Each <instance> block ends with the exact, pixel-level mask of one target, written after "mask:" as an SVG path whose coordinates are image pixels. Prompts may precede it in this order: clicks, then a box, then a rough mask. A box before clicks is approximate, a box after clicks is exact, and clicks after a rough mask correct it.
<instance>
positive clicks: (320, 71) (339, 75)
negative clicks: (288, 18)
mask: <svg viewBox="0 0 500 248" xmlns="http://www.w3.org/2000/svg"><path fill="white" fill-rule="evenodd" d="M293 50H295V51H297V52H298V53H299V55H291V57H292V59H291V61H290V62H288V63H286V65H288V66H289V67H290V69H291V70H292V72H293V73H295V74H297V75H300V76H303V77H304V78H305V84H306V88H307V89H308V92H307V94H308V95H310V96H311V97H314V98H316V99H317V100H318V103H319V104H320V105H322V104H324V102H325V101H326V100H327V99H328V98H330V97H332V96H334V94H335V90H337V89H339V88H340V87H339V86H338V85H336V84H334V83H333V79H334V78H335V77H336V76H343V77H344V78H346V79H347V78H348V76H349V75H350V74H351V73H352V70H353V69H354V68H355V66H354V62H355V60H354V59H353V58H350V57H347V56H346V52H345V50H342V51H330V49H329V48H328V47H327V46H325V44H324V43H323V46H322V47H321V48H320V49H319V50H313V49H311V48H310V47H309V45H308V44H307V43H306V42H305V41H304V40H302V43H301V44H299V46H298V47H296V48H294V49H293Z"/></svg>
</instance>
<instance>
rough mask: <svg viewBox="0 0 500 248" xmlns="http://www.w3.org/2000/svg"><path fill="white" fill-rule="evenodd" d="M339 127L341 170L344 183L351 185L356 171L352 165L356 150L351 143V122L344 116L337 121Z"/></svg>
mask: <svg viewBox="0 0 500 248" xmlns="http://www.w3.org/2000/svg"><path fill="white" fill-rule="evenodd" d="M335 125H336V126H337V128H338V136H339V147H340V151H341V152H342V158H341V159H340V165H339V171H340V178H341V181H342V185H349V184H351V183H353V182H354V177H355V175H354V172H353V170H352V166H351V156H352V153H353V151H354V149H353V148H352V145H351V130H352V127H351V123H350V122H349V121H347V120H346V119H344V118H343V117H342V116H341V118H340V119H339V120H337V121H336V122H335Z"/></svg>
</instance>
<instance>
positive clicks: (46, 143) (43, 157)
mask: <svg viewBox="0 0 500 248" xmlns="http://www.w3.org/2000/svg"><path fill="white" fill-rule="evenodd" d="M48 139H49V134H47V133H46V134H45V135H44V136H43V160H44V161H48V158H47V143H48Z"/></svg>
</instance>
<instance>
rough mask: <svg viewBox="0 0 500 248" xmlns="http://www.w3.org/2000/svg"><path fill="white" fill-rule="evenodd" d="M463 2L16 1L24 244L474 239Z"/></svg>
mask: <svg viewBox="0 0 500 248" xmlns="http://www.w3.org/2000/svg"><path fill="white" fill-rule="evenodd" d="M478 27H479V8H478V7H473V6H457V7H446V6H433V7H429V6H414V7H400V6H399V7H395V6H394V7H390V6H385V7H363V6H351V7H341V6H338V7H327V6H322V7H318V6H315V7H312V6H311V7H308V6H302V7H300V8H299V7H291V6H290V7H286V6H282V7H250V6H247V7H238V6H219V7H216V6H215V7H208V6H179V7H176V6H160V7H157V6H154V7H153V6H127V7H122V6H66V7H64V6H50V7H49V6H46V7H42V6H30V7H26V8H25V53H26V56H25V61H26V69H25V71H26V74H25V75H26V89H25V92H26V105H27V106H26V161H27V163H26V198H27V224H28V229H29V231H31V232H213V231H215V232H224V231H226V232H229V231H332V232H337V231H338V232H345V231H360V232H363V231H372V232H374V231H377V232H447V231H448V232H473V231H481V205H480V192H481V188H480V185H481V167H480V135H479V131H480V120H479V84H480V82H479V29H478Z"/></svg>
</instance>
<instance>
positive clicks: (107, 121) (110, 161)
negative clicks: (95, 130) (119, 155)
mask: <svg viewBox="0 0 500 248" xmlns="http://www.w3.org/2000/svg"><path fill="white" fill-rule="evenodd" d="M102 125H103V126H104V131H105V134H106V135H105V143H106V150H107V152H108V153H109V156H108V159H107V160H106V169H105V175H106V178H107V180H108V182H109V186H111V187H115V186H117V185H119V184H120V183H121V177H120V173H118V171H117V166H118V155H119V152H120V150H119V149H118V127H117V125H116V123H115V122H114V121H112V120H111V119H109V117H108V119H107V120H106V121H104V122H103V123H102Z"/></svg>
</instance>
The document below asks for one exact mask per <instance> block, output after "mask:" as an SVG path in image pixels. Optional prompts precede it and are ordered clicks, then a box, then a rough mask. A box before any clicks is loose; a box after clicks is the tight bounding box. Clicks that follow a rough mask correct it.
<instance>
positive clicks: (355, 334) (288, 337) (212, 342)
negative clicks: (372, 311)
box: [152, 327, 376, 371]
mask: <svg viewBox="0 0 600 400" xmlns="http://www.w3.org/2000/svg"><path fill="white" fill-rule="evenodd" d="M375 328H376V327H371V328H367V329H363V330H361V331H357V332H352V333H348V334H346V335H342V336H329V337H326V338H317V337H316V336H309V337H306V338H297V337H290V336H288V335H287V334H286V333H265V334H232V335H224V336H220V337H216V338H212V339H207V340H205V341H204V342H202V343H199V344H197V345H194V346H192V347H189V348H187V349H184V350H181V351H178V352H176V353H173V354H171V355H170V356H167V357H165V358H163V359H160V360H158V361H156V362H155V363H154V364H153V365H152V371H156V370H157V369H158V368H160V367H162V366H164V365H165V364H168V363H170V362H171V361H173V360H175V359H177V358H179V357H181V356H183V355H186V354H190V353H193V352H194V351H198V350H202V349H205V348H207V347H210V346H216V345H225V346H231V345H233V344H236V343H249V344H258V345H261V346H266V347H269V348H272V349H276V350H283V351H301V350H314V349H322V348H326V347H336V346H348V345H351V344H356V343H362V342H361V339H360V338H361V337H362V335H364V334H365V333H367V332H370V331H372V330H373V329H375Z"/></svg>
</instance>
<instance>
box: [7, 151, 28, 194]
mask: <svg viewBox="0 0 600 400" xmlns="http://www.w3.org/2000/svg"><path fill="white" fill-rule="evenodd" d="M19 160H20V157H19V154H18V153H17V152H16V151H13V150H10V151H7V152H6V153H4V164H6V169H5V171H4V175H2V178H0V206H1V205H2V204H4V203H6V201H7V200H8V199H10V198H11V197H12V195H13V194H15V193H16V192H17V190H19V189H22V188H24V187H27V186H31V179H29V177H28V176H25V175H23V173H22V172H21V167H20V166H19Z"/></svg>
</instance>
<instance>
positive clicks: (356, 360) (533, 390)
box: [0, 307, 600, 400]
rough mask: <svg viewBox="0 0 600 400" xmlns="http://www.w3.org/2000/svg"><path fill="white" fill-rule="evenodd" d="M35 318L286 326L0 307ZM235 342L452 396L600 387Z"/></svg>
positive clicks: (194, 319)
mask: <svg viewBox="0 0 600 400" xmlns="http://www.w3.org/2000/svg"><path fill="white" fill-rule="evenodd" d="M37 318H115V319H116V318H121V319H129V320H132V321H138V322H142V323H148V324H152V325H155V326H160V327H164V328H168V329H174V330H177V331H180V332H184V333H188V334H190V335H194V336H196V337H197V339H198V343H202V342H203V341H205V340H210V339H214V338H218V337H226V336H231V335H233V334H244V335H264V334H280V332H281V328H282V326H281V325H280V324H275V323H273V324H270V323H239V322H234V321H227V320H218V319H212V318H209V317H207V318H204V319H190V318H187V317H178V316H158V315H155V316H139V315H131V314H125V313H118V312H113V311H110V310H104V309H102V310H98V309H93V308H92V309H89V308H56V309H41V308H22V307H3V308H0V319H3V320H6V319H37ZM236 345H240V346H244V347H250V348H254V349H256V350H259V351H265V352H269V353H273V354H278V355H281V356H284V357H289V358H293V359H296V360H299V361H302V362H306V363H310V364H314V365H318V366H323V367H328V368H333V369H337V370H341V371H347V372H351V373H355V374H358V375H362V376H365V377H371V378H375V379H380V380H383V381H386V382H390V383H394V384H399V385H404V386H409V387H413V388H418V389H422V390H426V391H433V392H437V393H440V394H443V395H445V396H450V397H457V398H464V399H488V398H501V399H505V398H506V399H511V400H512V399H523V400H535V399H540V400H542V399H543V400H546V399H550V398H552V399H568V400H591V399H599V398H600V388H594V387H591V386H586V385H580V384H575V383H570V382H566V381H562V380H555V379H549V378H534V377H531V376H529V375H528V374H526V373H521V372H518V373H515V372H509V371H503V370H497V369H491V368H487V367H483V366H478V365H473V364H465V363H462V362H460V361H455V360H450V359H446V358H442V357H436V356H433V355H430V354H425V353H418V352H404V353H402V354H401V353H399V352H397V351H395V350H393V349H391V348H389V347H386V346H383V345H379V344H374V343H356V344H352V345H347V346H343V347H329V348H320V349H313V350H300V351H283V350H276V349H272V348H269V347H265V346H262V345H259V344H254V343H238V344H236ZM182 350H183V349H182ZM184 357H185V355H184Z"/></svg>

=====

◆ **TASK GOAL**
What you give back must match the material exactly, beginning with its first line and ending with the line holding "positive clicks: (320, 71) (339, 75)".

◆ **SOLUTION**
Each <instance> block ends with the exact, pixel-level mask of one target, written after "mask:" as an SVG path whose coordinates are image pixels. Prompts may precede it in this order: clicks, then a box, then a rough mask. A box before clicks is approximate, a box after clicks is exact, and clicks after a rough mask correct it.
<instance>
positive clicks: (320, 71) (339, 75)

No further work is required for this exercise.